▶ What is needed: Keep the images out and copy every entry below exactly.

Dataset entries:
------------------------------------------------------------
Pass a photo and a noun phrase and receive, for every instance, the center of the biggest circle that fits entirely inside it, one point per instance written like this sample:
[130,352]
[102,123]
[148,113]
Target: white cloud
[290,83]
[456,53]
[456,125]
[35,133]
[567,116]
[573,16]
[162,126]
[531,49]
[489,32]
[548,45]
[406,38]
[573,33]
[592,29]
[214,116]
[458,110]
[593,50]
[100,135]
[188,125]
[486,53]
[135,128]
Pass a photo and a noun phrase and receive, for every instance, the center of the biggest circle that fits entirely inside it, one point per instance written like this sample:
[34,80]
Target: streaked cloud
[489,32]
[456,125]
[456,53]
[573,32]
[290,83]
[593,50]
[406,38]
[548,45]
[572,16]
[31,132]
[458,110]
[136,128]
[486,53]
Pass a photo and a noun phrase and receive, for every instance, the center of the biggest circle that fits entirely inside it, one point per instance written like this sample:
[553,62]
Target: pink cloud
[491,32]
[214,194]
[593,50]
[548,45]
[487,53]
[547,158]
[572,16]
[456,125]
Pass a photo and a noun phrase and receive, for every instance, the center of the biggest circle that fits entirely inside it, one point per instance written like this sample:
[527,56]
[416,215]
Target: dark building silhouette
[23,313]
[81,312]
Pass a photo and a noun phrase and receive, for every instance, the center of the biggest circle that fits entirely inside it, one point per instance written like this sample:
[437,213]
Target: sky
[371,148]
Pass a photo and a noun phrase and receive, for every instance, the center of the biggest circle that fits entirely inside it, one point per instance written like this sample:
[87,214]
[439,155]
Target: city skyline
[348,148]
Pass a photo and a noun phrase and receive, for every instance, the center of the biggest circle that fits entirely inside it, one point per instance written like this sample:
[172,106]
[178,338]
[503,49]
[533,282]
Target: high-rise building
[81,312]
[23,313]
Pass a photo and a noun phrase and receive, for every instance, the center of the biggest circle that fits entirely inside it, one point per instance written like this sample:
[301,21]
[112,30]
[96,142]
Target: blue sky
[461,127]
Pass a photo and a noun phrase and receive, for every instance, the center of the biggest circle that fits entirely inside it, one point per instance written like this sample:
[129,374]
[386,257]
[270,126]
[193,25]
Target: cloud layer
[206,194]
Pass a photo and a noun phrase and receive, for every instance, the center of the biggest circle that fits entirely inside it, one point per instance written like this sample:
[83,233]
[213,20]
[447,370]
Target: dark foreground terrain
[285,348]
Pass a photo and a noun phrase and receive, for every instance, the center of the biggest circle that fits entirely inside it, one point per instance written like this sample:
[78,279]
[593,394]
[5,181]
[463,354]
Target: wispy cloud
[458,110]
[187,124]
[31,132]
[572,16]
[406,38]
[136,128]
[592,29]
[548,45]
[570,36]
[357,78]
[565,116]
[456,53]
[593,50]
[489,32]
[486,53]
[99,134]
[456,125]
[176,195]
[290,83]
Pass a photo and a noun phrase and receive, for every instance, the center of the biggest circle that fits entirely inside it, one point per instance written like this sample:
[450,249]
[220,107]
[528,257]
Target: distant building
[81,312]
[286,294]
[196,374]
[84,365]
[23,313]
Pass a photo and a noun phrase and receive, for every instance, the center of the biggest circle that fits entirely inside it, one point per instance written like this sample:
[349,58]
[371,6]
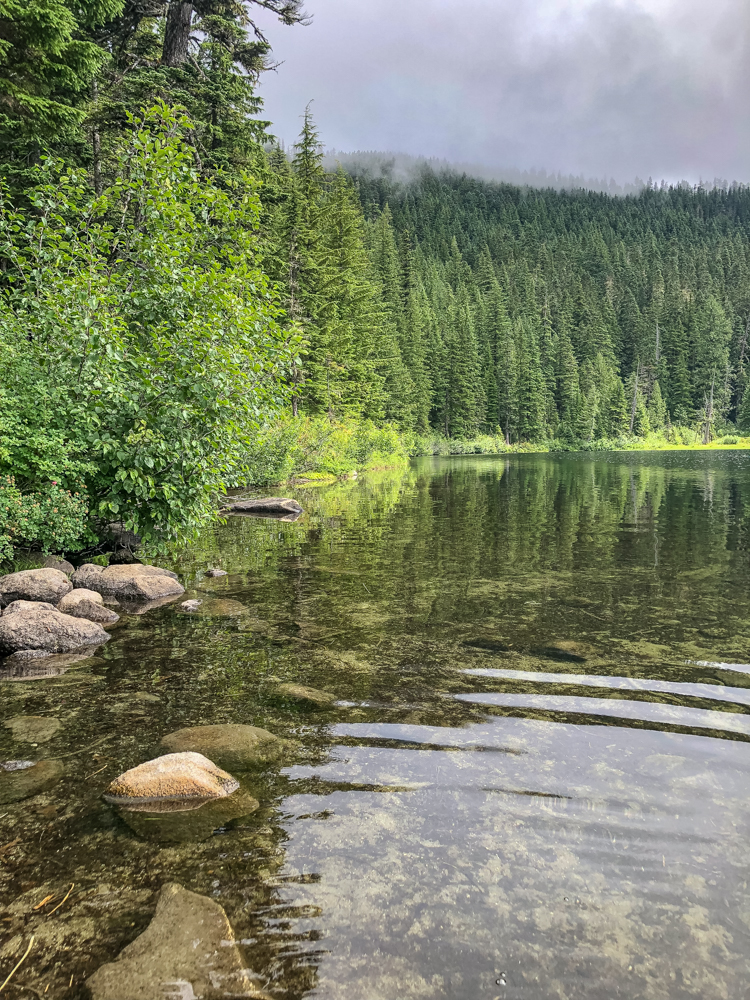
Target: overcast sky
[607,88]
------------------------------------------------------------
▶ Worked answer:
Pass a photo and a noun phrase and receive, for every instance, the center of the biggest circle that fits entirely inside it, one point per instance written like this sample:
[130,352]
[102,123]
[148,113]
Target: white cloud
[290,83]
[456,53]
[456,125]
[35,133]
[567,116]
[573,16]
[162,126]
[531,49]
[489,32]
[548,45]
[406,38]
[573,33]
[592,29]
[214,116]
[458,110]
[593,50]
[100,135]
[188,125]
[486,53]
[135,128]
Pass a photo and a noun phrase and receive, for every instance, the center of the biggest circle that fits entirely inside it, one point per instance written like this sample:
[34,80]
Target: streaked cloud
[489,32]
[456,125]
[456,53]
[573,32]
[290,83]
[593,50]
[406,38]
[548,45]
[572,16]
[31,132]
[458,110]
[136,128]
[486,53]
Pass a photo and a noun phrase and receive, for every instance, the center of the biggest circle that fits entirely inside it, one point per instance written like this sample:
[553,62]
Target: pink cloud
[491,32]
[214,194]
[593,50]
[548,45]
[487,53]
[547,158]
[572,16]
[456,125]
Pass a photo and a noun phrase and receive, for every instance, the center of the biggest circle that fits entirely inside it, one point per instance written like this sample:
[527,56]
[416,215]
Target: dark building silhouette
[23,313]
[81,312]
Pass a photo and a noun phrase and receive, for every instance, the center of the biggest circle that fits entirely inside it, one point per instance written like this sample:
[437,213]
Target: sky
[371,148]
Pass a photo and a noun phrase and receive, for every instance, the center of the biggest circle that fits entirely inside it, one point per instance written like this sample:
[87,214]
[439,155]
Target: city skyline
[348,148]
Pass a photo and a noun phrase and receive, for every instance, the center of the biggest circle that fits entirely inside it, one point per instance written like this sample:
[172,106]
[178,338]
[503,49]
[533,282]
Target: high-rise building
[81,312]
[23,313]
Pass a photo and a noun phrase and receive, for every instance, the center of the biggest circle that fits entirely inside it, one point per instance written like this sample:
[301,21]
[112,30]
[96,142]
Target: blue sky
[461,127]
Pass a photo and a noun phrase and receive, for every instance, the center of the biggest circle that fits entirely inside it, one point per instance written like this sample:
[129,374]
[386,257]
[270,126]
[193,25]
Target: cloud layer
[206,194]
Pass a photo and a noun phrase and receive, for every instance, the center of the biggest circle that fits entirely inside it, one point per instance written like this sample:
[83,233]
[213,20]
[447,370]
Target: dark foreground terrain
[285,348]
Pass a photo and a noun phrase and receive, for every instance, the center of the biggest circle that fits entirely inside it, one point per instance written like this sample:
[78,279]
[593,394]
[5,181]
[463,354]
Target: wispy cloud
[458,110]
[187,124]
[31,132]
[572,16]
[406,38]
[136,128]
[592,29]
[548,45]
[570,36]
[357,78]
[565,116]
[456,53]
[593,50]
[489,32]
[486,53]
[99,134]
[456,125]
[176,195]
[290,83]
Pass a photo and a noun phrase and receive, for every instance, the center of the biggest circle that fits entirely inside it, one point per instance written like this sample:
[450,249]
[220,107]
[528,257]
Target: distant building
[81,312]
[286,294]
[196,374]
[84,365]
[23,313]
Pass a photo and a noun phrase and receive, for every instance, the center of the biggest circle that fits entirely inside it, one point per instance written like this sample:
[349,58]
[371,6]
Target: overcast sky
[607,88]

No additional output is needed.